Task inputs —
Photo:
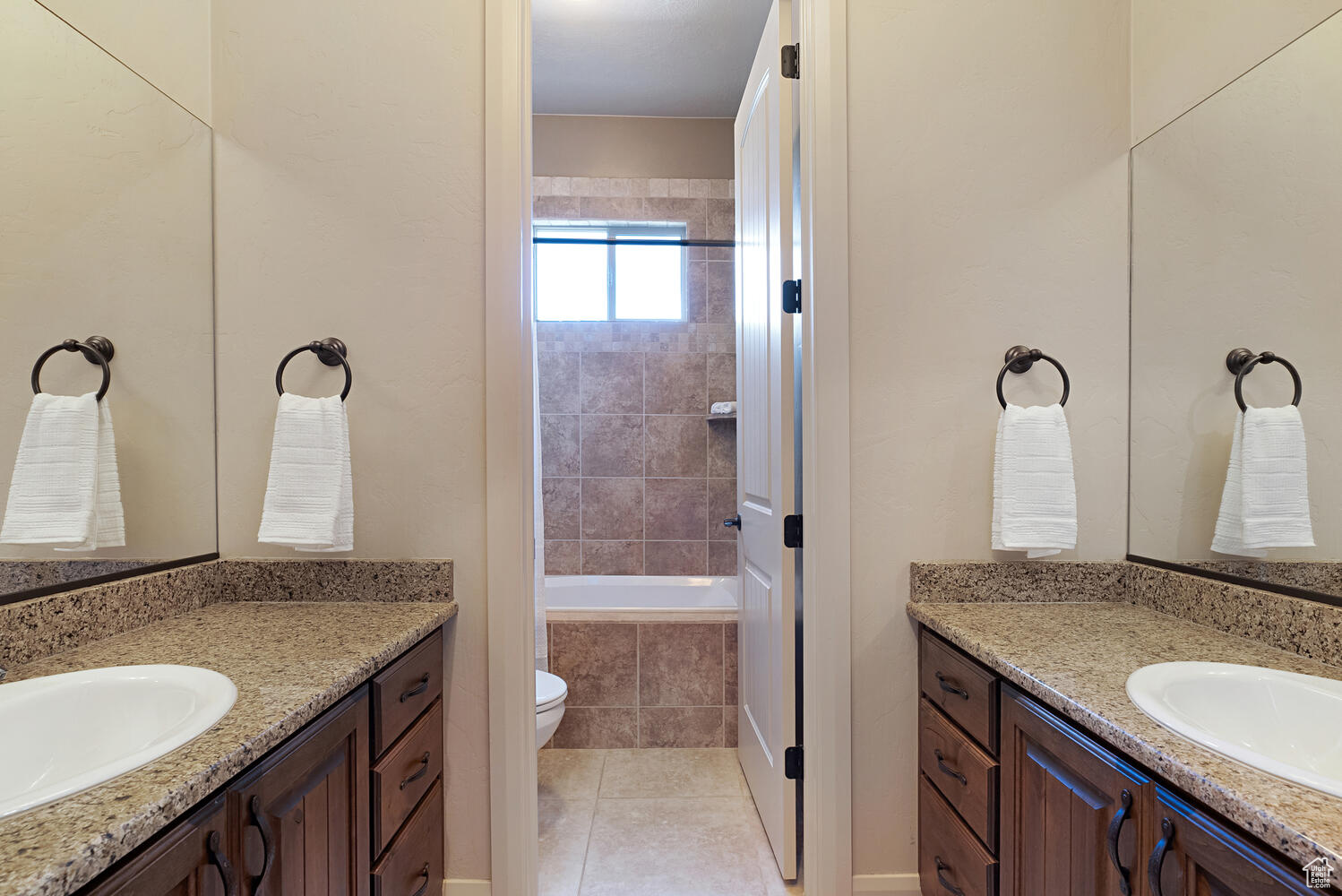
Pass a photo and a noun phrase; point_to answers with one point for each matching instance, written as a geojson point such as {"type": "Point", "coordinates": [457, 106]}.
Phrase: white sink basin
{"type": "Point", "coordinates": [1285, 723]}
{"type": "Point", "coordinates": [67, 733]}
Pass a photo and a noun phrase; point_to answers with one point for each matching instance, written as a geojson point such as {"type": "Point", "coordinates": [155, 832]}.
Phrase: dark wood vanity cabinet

==

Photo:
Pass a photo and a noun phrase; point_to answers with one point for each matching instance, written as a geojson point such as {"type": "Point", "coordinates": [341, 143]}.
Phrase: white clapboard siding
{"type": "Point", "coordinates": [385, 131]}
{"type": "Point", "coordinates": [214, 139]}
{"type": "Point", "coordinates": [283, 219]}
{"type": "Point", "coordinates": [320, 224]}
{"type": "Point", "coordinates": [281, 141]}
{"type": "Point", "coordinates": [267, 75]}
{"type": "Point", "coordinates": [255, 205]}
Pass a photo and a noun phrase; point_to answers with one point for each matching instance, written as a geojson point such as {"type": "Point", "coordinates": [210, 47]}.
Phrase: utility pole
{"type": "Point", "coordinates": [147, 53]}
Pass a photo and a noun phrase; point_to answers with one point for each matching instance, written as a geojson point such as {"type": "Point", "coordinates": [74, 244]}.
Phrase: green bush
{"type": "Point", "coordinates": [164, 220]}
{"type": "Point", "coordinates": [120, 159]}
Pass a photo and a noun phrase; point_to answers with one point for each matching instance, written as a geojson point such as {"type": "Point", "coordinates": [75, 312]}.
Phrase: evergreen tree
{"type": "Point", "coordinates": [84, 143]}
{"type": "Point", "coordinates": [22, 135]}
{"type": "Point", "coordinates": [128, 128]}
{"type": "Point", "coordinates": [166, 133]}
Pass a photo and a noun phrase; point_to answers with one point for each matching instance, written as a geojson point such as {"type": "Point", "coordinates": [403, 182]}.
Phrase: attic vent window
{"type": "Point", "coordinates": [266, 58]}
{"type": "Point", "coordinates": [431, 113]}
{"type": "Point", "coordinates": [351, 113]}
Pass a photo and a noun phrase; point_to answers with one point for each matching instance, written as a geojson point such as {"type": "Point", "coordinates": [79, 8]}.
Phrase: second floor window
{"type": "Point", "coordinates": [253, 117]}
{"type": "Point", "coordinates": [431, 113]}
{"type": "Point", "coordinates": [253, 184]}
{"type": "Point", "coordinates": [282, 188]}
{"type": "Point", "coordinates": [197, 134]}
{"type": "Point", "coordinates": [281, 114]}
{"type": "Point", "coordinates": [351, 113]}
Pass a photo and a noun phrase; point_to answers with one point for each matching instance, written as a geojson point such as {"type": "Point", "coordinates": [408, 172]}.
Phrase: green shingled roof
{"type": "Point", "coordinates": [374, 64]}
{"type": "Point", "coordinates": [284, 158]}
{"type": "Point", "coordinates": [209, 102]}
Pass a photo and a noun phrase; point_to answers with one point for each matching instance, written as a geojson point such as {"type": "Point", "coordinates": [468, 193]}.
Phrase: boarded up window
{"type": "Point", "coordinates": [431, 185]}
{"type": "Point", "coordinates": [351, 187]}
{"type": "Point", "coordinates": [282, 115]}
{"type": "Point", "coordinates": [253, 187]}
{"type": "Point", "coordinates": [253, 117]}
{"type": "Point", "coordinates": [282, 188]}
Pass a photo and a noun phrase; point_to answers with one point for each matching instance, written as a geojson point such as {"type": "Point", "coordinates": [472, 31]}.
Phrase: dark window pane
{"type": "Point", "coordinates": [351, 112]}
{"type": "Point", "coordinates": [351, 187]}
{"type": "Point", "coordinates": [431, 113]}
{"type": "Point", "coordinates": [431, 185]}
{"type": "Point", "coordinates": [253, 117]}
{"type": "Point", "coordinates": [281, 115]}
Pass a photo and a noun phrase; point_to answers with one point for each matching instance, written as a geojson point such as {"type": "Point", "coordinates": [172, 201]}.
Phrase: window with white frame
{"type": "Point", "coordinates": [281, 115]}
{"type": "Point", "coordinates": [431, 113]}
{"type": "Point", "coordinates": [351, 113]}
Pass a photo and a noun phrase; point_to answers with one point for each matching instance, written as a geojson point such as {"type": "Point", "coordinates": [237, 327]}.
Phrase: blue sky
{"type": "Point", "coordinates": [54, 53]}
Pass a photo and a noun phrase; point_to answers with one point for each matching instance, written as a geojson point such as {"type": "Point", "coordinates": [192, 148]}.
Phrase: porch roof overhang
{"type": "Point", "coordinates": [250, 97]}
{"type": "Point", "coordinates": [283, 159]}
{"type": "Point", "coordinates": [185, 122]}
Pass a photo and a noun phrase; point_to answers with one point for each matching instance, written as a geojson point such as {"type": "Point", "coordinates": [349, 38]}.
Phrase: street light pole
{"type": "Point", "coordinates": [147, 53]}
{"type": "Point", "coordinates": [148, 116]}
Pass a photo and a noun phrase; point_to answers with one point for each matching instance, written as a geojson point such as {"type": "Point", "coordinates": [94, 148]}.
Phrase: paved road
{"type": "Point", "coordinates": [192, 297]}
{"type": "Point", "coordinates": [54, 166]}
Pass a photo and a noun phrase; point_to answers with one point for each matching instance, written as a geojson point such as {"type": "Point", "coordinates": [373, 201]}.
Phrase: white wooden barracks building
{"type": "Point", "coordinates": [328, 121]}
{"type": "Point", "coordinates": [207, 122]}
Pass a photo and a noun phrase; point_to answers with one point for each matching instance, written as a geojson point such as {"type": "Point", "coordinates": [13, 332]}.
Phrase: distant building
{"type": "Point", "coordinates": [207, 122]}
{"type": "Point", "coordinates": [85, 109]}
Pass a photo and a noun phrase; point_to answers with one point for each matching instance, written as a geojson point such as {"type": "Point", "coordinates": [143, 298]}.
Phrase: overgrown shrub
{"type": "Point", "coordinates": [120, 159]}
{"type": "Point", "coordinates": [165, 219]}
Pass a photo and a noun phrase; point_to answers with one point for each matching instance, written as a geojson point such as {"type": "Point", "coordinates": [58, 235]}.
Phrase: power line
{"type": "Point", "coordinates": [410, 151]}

Task directions — Within the material above, copy exactly the lines from the line that holds "Phrase: white sink basin" up to and including the line that holds "Phrase: dark wood vanity cabinet".

Answer to this exercise —
Phrase: white sink basin
{"type": "Point", "coordinates": [1285, 723]}
{"type": "Point", "coordinates": [67, 733]}
Pass a photo and a noun phrase; point_to answers with one point for each matching instance, written as a geojson point such as {"type": "Point", "coordinates": [155, 832]}.
Phrase: dark wood vanity cabinet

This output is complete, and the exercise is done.